RECORD SET section start

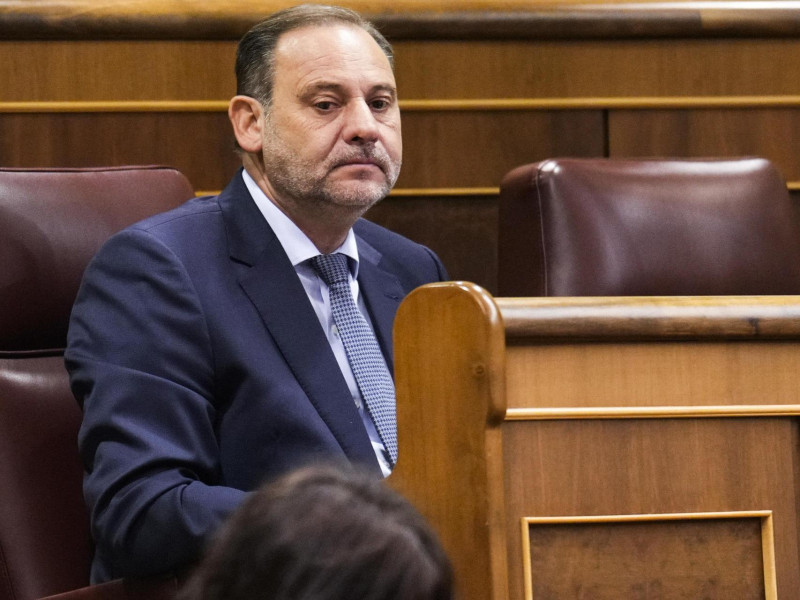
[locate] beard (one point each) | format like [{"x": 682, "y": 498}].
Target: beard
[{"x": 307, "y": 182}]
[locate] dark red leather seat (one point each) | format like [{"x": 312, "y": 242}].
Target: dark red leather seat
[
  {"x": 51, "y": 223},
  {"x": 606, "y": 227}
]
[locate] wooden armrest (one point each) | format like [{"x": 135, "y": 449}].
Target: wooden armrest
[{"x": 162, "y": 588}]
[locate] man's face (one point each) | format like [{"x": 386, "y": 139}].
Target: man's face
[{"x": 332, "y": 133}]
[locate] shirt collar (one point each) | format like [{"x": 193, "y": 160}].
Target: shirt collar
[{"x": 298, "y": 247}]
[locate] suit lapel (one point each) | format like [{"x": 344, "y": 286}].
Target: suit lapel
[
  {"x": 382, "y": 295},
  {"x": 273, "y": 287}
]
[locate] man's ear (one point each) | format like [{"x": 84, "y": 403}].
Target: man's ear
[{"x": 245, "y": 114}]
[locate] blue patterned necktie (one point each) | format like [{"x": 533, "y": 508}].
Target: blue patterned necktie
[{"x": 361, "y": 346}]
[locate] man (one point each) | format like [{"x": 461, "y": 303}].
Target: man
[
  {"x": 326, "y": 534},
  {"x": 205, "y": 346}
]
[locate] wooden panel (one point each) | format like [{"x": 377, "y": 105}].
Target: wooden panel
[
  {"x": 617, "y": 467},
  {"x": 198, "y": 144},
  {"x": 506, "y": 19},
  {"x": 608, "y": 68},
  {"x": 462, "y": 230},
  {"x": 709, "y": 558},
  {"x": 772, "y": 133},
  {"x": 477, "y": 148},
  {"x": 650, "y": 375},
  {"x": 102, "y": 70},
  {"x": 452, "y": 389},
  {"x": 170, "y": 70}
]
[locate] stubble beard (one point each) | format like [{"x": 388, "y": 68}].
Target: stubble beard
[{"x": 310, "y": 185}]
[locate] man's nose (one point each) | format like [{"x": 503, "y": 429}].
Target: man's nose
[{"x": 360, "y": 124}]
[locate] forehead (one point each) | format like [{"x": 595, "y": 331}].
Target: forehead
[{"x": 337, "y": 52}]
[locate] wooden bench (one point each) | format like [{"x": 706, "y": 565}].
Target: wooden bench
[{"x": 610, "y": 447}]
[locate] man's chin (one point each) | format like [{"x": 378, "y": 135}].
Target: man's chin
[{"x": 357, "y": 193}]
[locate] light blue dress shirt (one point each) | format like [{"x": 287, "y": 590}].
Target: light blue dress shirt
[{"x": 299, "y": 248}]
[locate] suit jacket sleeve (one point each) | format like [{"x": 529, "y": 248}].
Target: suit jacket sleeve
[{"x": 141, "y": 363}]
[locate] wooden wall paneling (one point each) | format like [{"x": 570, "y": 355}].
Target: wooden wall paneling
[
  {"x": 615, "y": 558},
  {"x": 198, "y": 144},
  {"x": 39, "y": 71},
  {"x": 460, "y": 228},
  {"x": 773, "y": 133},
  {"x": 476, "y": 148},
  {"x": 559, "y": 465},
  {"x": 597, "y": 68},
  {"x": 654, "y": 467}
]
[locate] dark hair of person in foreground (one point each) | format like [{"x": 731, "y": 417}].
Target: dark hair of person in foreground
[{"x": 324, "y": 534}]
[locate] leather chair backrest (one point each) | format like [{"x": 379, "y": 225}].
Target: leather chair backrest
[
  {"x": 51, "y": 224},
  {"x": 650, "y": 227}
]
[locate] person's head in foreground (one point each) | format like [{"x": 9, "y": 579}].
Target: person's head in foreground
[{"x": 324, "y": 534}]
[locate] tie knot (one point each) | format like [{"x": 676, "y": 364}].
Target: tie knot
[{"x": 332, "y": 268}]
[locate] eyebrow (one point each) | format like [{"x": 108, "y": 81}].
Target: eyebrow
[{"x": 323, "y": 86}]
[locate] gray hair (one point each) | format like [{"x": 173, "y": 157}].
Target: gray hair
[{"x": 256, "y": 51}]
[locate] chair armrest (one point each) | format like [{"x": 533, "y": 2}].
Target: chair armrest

RECORD SET section end
RECORD SET section start

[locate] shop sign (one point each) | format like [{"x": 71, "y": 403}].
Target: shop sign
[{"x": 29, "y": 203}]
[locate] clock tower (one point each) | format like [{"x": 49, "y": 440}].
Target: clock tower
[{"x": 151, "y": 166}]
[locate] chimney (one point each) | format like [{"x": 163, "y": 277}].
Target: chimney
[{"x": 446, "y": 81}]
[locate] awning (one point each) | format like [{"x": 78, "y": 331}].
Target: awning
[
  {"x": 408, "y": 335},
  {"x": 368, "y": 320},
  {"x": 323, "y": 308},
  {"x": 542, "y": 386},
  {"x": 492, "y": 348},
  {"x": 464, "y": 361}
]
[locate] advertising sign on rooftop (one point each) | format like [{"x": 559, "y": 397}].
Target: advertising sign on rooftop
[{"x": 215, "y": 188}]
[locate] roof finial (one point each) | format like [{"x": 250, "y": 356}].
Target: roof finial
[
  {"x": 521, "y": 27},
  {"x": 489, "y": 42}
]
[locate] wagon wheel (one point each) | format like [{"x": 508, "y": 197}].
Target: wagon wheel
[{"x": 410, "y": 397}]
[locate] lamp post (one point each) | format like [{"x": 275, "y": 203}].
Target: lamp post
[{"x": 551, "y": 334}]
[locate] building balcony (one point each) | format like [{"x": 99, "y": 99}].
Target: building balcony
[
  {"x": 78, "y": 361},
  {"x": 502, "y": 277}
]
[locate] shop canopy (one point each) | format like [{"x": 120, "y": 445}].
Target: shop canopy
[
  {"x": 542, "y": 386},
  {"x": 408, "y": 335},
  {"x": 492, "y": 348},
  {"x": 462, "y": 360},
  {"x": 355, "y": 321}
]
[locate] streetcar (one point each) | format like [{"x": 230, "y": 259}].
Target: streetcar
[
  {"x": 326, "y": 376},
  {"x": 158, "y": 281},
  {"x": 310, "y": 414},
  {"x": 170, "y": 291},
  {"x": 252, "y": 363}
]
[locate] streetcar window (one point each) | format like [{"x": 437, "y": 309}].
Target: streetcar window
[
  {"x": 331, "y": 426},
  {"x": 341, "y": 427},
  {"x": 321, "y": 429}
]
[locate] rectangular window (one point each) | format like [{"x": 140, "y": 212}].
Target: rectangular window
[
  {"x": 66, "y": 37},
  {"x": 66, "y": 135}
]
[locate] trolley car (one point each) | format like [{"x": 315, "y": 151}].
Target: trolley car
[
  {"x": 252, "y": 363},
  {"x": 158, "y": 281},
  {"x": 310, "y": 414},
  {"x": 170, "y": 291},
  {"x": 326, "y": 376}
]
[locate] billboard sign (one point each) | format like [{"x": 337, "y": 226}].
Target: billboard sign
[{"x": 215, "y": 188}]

RECORD SET section end
RECORD SET section start

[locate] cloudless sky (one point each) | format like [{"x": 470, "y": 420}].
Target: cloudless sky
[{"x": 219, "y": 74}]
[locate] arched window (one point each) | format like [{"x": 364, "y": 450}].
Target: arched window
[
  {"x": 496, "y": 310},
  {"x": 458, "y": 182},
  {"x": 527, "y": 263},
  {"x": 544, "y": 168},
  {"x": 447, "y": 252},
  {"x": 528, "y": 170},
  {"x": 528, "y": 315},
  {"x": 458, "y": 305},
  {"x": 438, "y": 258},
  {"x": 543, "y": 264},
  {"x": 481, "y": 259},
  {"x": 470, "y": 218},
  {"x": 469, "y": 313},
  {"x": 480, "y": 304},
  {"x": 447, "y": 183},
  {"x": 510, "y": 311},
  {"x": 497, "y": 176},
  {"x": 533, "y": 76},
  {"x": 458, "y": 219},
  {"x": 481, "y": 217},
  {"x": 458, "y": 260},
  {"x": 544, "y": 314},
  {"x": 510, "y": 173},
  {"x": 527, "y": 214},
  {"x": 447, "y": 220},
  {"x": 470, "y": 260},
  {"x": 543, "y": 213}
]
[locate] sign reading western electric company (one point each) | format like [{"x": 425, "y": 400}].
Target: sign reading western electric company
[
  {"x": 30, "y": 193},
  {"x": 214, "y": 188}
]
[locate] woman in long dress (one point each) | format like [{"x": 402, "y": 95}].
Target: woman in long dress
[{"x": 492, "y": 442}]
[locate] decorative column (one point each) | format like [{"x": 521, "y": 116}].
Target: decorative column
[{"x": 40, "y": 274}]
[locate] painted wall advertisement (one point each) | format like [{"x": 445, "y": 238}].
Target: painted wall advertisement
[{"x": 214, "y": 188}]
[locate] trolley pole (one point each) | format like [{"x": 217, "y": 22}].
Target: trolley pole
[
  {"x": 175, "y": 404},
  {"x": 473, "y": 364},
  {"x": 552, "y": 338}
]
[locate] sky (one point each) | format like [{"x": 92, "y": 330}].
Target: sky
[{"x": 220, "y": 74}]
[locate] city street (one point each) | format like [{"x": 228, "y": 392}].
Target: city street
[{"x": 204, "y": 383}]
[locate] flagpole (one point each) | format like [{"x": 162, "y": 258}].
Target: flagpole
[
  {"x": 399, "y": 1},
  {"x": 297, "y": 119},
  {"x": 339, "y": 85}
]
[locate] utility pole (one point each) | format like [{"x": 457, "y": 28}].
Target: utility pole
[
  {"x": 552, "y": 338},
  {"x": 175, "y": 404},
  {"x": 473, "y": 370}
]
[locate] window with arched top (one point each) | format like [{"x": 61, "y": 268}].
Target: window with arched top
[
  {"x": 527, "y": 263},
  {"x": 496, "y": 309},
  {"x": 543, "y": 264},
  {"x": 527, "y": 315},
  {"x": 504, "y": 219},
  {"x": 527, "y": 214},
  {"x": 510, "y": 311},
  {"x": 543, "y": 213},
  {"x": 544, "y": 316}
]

RECORD SET section end

ASSIGNMENT: Nothing should appear in the answer except the lines above from the line with "Target: utility pole" through the line with "[locate] window with", both included, written out exactly.

OUTPUT FOR THIS EXERCISE:
Target: utility pole
[
  {"x": 552, "y": 338},
  {"x": 175, "y": 404},
  {"x": 473, "y": 370}
]
[locate] window with arched top (one point each) | format like [{"x": 61, "y": 268}].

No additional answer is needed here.